■ TO DO
Copy the lines below word for word, starting at the line containing "Study the picture above. For each instance of the background" and continuing through the last line.

------------------------------------------------

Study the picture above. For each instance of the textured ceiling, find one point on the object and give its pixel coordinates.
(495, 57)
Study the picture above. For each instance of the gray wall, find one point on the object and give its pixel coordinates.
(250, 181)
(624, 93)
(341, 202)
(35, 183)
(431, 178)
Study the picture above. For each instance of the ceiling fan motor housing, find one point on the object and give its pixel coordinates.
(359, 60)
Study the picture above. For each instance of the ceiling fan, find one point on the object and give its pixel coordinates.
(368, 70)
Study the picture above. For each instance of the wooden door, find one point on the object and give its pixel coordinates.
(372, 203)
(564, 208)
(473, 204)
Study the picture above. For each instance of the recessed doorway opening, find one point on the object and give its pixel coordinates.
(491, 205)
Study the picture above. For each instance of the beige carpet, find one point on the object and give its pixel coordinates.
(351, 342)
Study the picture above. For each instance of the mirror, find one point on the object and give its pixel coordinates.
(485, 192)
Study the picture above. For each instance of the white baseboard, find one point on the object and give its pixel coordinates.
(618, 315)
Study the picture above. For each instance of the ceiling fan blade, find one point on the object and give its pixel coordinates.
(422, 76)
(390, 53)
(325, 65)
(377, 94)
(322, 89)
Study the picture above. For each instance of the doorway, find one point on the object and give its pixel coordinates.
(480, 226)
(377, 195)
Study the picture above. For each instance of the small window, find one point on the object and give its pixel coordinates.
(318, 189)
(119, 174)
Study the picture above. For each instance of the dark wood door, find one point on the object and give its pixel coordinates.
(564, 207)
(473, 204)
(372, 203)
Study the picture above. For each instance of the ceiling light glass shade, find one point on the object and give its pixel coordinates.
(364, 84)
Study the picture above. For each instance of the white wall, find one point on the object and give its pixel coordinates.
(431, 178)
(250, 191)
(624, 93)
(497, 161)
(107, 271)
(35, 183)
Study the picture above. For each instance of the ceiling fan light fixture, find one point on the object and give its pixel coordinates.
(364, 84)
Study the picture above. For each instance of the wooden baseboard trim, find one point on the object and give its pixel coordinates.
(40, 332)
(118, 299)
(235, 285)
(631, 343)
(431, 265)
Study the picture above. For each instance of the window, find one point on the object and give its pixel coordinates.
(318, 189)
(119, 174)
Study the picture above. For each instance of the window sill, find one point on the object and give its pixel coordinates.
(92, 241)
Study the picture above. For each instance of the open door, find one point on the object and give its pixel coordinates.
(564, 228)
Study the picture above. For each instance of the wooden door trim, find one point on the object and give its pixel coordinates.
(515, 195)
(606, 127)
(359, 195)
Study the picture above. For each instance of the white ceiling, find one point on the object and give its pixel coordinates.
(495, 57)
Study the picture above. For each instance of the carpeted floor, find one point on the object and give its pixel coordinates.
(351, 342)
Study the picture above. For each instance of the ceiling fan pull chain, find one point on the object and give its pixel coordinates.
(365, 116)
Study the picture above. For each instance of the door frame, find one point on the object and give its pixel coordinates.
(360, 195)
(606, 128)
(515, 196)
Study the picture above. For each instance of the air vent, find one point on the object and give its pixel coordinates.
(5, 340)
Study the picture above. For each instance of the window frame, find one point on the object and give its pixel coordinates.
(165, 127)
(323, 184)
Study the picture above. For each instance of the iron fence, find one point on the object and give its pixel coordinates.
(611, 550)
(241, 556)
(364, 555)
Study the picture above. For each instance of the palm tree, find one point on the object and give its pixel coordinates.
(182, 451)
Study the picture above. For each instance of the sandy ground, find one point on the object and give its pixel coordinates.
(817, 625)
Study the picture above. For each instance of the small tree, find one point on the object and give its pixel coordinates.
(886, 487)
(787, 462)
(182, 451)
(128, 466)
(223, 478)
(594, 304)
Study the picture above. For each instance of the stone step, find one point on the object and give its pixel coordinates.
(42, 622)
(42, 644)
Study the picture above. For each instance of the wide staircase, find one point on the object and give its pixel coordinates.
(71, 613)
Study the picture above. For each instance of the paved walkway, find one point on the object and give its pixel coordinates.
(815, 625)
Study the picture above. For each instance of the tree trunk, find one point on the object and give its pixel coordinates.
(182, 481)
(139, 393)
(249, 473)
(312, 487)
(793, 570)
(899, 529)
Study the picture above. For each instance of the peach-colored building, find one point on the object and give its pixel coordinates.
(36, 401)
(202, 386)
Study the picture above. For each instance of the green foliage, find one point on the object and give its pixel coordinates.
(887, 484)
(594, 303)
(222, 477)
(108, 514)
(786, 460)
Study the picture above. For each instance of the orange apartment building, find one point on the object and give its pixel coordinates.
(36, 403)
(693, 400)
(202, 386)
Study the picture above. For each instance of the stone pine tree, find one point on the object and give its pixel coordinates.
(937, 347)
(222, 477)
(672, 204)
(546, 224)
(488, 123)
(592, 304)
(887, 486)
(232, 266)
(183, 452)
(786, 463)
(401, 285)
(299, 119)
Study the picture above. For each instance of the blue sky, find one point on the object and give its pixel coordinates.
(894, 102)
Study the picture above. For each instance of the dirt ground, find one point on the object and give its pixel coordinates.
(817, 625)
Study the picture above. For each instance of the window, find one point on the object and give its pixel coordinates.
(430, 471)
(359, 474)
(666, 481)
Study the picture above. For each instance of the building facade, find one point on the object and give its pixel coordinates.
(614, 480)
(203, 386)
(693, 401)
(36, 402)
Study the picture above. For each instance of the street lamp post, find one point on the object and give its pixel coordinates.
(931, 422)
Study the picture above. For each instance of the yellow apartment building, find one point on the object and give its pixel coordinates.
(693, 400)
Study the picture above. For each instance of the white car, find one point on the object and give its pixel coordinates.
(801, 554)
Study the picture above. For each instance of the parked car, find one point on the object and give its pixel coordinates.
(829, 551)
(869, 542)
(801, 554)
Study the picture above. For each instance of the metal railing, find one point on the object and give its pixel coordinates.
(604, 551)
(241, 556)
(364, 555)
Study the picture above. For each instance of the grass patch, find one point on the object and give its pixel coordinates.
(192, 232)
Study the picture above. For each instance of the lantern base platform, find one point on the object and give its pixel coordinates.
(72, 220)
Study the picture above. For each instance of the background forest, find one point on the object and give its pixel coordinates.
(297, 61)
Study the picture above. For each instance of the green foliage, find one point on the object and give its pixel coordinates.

------------------------------------------------

■ RESPONSE TO THIS EXERCISE
Study the picture above. For each instance of the background forest, find one point on the object and give its pixel coordinates.
(297, 61)
Study the picture above. For each instance of the green foliage, find one point on the object and give its pixel coordinates.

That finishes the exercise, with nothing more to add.